ACTIVITY =>
After locating the line containing "column 150, row 39" in the entries below, please write out that line and the rest through the end exactly. Omit pictures.

THE INPUT =>

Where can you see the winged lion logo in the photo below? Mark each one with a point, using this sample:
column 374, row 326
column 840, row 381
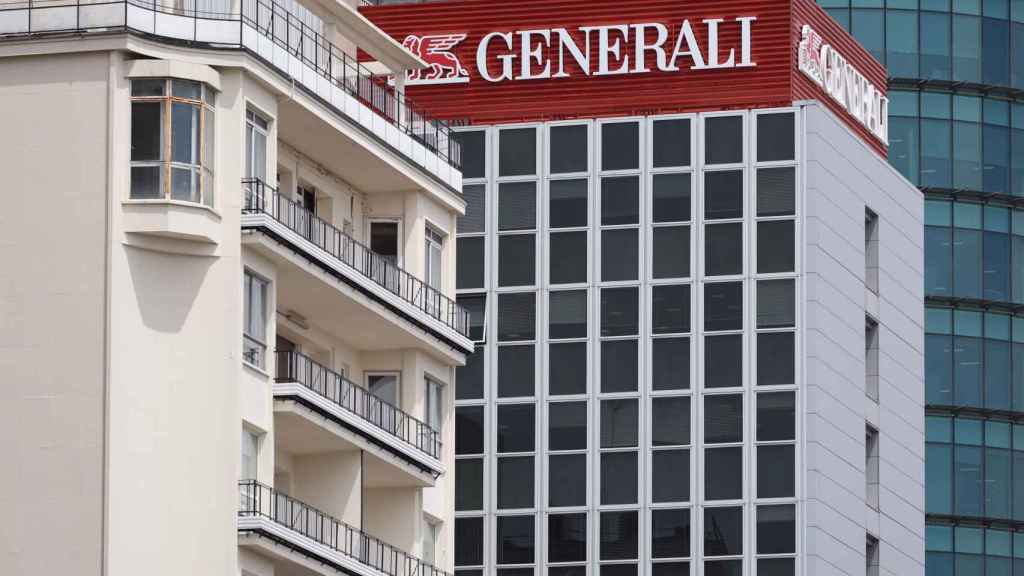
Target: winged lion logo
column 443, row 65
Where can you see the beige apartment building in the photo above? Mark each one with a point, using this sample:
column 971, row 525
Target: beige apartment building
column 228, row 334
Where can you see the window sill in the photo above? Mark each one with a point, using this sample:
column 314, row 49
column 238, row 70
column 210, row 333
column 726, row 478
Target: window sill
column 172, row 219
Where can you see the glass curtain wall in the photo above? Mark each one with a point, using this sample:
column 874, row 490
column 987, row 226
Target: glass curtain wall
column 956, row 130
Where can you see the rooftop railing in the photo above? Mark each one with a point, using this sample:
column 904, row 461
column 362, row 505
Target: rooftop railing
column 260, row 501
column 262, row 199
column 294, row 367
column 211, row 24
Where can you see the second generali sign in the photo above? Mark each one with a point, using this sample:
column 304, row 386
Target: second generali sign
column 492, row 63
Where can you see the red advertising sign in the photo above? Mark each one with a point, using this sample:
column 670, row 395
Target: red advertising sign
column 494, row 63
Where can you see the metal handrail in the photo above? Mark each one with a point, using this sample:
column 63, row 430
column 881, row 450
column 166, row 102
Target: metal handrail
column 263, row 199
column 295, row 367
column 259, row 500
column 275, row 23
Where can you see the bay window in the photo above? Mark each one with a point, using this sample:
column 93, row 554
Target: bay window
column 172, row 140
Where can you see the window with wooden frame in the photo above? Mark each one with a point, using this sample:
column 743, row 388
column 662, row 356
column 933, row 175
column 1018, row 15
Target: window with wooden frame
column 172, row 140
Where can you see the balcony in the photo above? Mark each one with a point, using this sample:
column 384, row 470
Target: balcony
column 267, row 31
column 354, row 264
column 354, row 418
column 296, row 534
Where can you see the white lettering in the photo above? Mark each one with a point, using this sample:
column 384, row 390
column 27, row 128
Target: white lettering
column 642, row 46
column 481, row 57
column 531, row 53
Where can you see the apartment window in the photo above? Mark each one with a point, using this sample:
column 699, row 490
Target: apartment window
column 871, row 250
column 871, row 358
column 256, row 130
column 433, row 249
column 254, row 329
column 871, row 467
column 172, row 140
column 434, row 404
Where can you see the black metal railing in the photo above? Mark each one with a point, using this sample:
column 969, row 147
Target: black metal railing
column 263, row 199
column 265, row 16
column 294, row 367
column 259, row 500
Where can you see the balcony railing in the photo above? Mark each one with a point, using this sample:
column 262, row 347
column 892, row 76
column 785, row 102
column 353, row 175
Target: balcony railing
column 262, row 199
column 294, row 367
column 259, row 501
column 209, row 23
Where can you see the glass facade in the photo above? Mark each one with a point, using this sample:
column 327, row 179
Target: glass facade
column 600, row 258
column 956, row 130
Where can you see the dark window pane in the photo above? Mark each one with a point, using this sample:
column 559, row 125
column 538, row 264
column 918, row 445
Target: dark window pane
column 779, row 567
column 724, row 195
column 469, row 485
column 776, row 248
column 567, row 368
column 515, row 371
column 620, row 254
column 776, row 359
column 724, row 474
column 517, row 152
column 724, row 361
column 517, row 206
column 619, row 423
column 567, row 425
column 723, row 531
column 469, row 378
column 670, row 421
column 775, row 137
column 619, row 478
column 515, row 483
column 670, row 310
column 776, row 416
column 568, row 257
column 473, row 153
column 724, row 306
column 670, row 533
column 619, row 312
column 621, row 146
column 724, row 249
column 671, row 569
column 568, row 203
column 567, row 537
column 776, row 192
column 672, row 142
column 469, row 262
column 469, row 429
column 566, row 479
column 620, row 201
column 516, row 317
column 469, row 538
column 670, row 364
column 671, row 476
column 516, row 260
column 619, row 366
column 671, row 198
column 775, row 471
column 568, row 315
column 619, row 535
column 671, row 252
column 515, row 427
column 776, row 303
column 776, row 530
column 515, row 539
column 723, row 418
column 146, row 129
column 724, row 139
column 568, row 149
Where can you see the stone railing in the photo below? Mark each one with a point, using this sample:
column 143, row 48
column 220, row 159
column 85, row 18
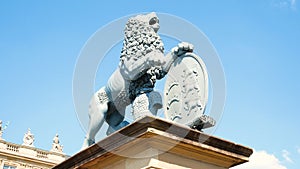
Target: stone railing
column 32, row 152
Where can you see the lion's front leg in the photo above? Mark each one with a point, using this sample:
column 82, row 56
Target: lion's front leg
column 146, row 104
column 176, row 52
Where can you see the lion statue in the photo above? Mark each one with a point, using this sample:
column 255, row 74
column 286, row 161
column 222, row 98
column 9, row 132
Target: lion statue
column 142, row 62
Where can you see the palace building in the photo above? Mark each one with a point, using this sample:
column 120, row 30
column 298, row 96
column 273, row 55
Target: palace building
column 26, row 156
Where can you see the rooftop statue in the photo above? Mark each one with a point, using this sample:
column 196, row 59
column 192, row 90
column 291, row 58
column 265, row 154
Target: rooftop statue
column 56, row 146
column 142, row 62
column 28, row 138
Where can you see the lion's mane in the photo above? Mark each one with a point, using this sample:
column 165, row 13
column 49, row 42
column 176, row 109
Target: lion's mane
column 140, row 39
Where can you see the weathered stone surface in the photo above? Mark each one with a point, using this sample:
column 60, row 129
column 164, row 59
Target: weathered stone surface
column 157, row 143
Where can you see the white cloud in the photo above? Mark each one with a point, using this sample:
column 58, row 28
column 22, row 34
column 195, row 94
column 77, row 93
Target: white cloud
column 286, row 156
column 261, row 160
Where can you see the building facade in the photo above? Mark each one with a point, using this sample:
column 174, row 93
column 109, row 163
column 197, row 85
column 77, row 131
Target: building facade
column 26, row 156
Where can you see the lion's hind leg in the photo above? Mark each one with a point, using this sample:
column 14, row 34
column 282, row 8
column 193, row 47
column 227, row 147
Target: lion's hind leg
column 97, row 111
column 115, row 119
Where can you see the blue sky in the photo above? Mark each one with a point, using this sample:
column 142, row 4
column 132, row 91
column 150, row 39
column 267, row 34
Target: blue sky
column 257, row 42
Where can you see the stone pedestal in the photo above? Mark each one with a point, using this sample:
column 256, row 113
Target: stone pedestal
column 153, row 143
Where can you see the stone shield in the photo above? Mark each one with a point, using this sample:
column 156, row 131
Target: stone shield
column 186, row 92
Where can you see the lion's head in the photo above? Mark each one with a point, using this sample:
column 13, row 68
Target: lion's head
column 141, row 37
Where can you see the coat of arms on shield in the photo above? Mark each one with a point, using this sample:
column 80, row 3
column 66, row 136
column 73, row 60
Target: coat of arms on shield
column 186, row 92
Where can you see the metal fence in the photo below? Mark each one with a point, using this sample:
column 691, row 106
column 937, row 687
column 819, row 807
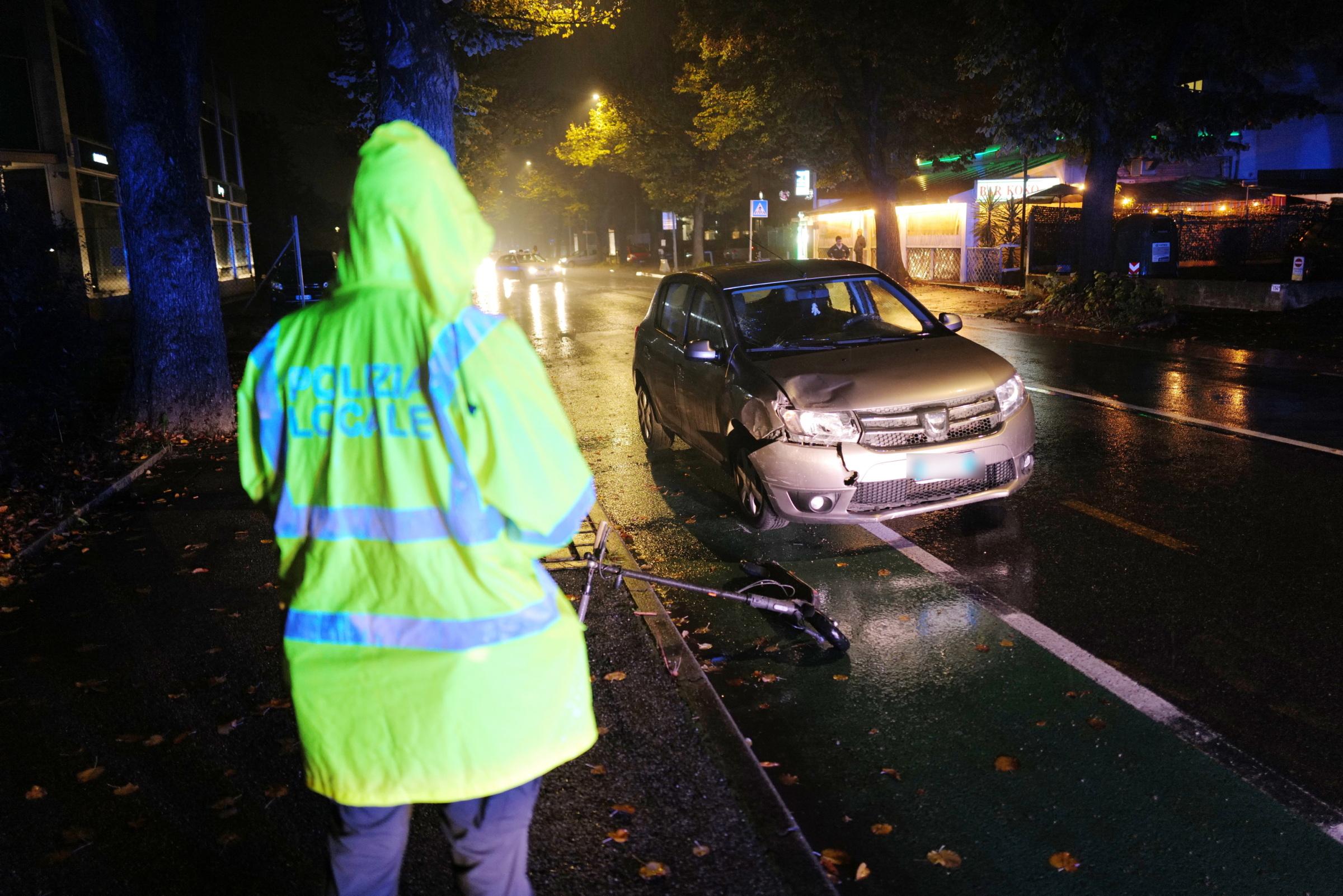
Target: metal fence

RESULT FOR THIS EXERCISE =>
column 150, row 39
column 267, row 34
Target: blue sky
column 257, row 42
Where can you see the stone pedestal in the photo above? Mark each one with a point, using this sample:
column 256, row 113
Target: stone pedestal
column 153, row 143
Where can you see the stone shield in the photo above? Mark each one with a point, using this sample:
column 156, row 131
Target: stone shield
column 186, row 92
Where can you see the lion's head in the photo above? Mark each one with a point, using this sample:
column 13, row 68
Target: lion's head
column 141, row 37
Where can you see the coat of arms on shield in the photo above? Mark each one with a point, using this sample:
column 80, row 3
column 66, row 136
column 73, row 60
Target: coat of arms on shield
column 186, row 92
Where can you see the metal fence in the photo below? Mark each one with a point, using this sample:
column 691, row 106
column 937, row 687
column 819, row 807
Target: metal fence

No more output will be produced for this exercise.